___ DOKUMENTTEXT ___

Die Wildbrücken am Trans-Canada Highway im Banff-Nationalpark lieferten Inspiration und wissenschaftliche Daten, um tödliche Wildunfälle auf der ganzen Welt zu verhindern.
„Wenn Populationen einander nicht mehr finden können, kann es lokal zum Aussterben von Arten kommen. Wenn sie keine genetische Vielfalt mehr haben, sterben sie aus – vor allem Arten mit geringer Mobilität."
Um Rothirsche konfliktarm in unserer Kulturlandschaft zu integrieren, müssen wir Räume anbieten in denen sie möglichst ungestört von uns Menschen die Wochen der Nahrungsknappheit überstehen können." Prof. Dr. Klaus Hackländer (Vorstand Deutsche Wildtierstifung)
​
Obwohl der Rothirsch eigentlich ein Tier der halb offenen Landschaften ist, wurde er in große Waldgebiete zurückgedrängt. In neun Bundesländern beschränken darüber hinaus behördlich festgesetzte Rotwildbezirke seinen Lebensraum. Arttypische
Wanderungen und eine Ausbreitung dieser Wildart sollen durch den Totalabschuss außerhalb von Rotwildbezirken verhindert werden.

___ EINGABEDATEN ___

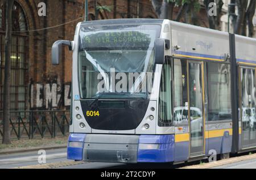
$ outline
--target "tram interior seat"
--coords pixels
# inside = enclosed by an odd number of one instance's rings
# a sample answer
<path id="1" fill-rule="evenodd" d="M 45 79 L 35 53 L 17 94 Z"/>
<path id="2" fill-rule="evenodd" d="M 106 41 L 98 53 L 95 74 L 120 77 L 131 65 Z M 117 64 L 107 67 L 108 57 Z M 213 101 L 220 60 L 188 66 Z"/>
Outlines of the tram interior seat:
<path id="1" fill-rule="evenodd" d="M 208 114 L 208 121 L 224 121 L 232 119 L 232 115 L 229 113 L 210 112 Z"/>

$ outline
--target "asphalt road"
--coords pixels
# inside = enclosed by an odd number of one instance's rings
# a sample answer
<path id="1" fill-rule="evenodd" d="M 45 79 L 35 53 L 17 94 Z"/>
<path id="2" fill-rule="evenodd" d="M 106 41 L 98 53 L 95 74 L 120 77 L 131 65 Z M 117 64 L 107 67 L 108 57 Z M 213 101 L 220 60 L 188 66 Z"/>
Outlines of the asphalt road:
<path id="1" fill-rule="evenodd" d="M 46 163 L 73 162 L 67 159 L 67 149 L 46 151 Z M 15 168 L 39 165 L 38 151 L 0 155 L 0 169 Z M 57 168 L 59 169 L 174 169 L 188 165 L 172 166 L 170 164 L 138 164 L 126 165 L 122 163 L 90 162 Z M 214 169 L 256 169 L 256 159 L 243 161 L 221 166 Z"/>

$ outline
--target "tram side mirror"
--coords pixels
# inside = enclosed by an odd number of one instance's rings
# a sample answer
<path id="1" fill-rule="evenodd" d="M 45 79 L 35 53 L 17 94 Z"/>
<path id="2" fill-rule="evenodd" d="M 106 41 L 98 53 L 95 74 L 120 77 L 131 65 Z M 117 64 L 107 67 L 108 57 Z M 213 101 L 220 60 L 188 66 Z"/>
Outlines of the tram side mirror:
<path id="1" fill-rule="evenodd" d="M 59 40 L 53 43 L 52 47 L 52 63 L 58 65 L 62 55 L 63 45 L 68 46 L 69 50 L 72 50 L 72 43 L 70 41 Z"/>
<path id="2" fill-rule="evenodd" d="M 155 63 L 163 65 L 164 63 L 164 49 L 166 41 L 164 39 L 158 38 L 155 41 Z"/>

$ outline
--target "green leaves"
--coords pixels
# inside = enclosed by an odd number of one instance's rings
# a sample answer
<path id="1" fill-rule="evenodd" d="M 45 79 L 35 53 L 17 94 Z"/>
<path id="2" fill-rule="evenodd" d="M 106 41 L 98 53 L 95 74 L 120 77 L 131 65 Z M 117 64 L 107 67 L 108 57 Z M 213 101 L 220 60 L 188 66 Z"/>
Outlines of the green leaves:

___
___ EINGABEDATEN ___

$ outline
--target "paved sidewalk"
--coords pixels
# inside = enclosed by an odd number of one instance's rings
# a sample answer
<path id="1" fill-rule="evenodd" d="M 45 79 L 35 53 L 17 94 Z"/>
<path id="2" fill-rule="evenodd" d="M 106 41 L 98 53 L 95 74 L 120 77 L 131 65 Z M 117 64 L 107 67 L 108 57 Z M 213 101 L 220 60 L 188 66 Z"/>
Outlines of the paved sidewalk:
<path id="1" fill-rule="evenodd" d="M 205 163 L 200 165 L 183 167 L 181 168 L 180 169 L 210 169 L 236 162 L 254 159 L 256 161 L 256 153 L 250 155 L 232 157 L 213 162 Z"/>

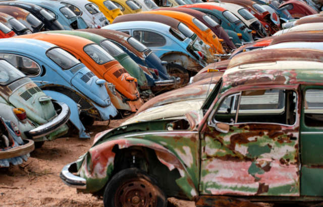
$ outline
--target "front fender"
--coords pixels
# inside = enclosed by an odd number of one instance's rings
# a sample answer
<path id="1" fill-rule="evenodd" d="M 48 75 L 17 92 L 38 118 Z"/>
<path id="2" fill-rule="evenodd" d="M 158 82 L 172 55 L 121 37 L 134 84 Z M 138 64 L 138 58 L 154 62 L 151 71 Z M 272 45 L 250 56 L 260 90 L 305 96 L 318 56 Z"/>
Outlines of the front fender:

___
___ EINGABEDATEN ___

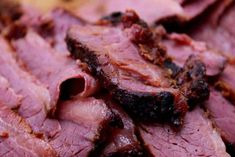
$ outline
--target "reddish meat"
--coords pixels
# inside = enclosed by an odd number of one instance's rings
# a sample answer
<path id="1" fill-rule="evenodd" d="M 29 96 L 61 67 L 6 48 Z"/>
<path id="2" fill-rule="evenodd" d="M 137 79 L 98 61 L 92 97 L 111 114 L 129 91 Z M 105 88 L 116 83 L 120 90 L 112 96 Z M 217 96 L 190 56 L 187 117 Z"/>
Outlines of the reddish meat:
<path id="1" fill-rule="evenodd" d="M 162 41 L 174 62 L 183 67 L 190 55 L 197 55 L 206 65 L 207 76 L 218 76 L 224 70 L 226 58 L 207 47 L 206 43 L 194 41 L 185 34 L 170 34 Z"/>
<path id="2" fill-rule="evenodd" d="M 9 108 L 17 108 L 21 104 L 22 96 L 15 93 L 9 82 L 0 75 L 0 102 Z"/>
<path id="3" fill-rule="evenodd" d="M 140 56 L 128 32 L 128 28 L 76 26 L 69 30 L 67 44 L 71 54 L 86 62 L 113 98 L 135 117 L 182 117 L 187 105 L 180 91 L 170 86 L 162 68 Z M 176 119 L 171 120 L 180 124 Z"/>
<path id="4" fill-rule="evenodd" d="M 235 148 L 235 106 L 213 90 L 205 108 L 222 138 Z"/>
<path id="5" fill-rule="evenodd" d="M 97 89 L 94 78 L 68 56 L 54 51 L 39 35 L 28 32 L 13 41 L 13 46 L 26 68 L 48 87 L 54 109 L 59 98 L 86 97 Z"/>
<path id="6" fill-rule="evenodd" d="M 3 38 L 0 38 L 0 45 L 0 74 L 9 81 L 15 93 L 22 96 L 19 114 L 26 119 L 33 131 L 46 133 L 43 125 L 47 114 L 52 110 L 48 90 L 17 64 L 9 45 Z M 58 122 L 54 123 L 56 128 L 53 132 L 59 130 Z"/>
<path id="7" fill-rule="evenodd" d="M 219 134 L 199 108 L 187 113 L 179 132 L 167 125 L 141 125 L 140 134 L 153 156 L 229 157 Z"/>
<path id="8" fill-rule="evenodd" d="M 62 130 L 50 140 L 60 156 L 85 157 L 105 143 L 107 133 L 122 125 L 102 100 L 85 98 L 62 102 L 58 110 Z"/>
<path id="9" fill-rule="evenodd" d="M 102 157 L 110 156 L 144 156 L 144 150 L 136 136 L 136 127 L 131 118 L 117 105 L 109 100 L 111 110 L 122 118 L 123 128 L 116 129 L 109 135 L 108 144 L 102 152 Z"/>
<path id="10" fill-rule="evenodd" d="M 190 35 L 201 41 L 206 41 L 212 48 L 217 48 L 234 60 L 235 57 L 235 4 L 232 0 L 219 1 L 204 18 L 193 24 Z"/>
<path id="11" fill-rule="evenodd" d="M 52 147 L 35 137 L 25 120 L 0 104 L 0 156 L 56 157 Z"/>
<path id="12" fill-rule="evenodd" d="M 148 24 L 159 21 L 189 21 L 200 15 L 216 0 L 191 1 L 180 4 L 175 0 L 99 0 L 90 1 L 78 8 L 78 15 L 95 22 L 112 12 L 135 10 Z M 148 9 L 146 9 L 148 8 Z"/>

___

* AUFGABEN
A. Übersetze den folgenden Satz aus dem Dokumenttext ins Englische: „Obwohl der Rothirsch eigentlich ein Tier der halb offenen Landschaften ist, wurde er in große Waldgebiete zurückgedrängt."
B. Gib jede Zeile der Einträge zurück, in der das Wort „mirror" vorkommt.

* LÖSUNGEN
A. Although the red deer is actually an animal of semi-open landscapes, it has been pushed back into large forest areas.

B.
--target "tram side mirror"
Outlines of the tram side mirror:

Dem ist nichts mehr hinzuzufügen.